**Your task**:
Write out only the lines running from the one that contains "Kindly put a point on every instance of the dark purple" to the end of the material, both ends included.

**Dataset rows**:
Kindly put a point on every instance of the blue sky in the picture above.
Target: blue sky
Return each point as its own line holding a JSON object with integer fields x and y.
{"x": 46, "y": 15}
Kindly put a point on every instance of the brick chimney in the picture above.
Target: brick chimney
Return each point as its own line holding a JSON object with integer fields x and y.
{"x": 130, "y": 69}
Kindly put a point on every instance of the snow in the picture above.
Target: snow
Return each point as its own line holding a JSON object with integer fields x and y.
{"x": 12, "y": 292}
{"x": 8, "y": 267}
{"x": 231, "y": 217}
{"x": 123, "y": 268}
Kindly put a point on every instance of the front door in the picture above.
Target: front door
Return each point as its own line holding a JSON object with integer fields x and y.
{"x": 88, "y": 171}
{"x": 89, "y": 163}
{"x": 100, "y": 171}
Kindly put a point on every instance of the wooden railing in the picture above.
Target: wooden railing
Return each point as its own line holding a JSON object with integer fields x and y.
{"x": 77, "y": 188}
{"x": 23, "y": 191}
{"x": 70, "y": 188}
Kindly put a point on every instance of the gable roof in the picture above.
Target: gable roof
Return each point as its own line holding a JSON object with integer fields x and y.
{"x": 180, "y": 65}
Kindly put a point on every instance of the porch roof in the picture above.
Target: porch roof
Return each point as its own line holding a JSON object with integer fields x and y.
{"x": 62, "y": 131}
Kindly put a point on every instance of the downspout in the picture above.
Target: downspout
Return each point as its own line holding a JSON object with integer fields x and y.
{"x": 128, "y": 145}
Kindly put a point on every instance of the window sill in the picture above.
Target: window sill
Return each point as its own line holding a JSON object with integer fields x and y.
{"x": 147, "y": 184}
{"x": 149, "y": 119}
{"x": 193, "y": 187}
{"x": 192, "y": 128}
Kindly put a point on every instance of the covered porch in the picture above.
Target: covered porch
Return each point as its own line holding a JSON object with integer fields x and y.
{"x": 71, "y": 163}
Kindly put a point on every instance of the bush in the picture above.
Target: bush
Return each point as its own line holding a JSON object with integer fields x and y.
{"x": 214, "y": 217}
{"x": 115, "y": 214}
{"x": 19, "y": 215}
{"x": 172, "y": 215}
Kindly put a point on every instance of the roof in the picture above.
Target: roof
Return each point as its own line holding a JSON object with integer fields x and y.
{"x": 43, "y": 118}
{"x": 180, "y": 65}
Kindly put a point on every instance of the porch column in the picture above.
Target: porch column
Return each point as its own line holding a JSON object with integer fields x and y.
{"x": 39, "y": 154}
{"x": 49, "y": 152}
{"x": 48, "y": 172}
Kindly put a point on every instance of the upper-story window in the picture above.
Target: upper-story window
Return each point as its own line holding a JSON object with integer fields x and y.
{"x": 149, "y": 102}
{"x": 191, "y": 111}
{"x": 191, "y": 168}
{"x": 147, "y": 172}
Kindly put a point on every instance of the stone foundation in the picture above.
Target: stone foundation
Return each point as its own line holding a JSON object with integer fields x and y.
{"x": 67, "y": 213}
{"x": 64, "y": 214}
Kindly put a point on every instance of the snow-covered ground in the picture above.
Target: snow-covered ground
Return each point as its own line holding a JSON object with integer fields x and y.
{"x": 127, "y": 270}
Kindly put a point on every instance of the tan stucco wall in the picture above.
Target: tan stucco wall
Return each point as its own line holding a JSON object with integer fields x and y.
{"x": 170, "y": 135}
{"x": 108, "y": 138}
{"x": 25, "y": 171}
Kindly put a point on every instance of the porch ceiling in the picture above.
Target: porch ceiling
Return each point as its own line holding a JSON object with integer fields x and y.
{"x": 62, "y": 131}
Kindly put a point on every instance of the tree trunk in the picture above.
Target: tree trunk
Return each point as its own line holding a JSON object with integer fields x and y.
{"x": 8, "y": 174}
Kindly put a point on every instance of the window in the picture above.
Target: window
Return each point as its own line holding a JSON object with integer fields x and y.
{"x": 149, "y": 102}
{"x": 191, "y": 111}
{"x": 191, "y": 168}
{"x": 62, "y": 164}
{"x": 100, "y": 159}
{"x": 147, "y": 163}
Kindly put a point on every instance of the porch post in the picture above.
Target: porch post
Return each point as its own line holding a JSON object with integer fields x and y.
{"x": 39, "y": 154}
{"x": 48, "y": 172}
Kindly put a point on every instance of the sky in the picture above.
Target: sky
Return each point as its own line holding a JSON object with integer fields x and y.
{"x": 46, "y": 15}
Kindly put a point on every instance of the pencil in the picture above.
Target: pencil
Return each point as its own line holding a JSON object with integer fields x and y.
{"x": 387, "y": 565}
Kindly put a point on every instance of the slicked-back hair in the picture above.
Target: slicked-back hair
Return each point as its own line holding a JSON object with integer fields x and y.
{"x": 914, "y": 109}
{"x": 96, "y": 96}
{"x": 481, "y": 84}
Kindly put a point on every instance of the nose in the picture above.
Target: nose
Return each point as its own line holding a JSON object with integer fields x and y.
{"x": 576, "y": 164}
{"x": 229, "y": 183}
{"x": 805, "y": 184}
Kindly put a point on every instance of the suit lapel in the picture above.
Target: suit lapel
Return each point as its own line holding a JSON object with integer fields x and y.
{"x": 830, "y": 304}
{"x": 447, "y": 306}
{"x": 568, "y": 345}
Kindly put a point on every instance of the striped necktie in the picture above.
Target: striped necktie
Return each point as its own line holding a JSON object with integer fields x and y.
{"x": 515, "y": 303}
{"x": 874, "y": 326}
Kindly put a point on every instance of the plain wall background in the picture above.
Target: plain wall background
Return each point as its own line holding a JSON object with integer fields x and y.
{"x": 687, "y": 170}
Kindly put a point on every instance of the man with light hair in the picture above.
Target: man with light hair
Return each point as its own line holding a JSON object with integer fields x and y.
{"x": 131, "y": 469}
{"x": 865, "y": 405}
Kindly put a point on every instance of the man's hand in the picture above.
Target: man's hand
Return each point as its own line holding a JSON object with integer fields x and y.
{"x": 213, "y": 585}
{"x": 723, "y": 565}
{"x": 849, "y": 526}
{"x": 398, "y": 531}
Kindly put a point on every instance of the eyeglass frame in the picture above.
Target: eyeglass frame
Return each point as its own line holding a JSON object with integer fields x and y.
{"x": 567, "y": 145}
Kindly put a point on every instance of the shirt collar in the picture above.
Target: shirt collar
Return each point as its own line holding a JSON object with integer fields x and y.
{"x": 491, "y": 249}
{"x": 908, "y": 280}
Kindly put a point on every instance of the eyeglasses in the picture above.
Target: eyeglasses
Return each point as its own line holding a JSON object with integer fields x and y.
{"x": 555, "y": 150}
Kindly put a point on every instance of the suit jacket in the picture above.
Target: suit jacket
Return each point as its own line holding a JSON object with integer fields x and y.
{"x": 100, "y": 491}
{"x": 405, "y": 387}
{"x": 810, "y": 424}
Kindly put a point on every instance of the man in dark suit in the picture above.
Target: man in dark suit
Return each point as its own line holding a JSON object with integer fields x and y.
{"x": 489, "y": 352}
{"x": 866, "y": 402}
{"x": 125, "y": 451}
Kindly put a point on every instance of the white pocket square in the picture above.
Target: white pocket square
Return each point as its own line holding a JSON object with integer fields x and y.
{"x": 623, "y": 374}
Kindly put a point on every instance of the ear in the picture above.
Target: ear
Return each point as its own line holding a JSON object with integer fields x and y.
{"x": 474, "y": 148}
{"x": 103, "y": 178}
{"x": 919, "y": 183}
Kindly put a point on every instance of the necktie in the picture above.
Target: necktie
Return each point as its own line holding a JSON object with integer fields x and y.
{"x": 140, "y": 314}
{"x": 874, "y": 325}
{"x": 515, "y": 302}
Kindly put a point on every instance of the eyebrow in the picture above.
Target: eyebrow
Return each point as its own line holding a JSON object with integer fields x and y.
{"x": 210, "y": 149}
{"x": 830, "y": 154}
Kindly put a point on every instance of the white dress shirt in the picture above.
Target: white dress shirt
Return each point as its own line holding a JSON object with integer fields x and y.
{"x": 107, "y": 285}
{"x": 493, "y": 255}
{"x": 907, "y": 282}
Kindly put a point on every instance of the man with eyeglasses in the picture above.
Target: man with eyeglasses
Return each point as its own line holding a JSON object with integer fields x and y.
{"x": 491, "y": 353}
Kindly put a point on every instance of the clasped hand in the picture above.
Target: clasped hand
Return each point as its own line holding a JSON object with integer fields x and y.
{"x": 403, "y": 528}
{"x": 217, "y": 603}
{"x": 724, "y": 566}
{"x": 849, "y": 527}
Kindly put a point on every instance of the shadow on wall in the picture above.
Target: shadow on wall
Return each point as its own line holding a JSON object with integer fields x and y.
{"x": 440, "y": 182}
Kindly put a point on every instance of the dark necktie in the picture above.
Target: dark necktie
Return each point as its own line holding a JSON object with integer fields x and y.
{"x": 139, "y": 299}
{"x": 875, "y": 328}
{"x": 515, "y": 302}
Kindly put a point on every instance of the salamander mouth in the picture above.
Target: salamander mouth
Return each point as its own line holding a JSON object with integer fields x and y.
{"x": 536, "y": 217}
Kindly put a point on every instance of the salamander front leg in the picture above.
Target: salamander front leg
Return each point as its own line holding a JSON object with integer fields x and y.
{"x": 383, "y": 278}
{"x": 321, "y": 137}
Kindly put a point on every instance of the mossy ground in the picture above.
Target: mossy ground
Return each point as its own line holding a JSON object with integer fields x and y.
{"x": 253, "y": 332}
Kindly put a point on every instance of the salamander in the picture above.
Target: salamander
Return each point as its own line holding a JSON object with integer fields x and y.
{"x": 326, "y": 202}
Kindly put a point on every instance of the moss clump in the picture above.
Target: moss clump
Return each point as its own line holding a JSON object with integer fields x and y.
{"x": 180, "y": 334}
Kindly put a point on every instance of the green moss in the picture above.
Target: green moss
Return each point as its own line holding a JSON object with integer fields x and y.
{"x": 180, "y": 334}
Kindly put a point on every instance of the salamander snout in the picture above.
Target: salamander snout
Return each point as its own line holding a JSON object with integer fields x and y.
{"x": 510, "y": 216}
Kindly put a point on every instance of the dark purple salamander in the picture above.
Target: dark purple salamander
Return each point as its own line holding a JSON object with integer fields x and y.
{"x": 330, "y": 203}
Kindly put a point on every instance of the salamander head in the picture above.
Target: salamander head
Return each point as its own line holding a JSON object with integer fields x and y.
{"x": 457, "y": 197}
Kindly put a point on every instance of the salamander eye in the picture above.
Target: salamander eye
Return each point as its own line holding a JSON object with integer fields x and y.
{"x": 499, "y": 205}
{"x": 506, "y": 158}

**Answer to the exercise**:
Kindly put a point on every instance of the dark purple salamander in the picture above.
Target: dark purple salamander
Return each point as its own line holding a JSON object with integer fields x and y.
{"x": 330, "y": 203}
Kindly put a point on every instance of the salamander head in the picture above.
Target: salamander head
Return each point as its own line holding a JSON object with integer fields x and y.
{"x": 457, "y": 197}
Kindly put a point on every instance of the salamander eye in the picture above.
Target: salamander eye
Return each point as its own line holding a JSON object with integer fields x and y.
{"x": 499, "y": 205}
{"x": 506, "y": 158}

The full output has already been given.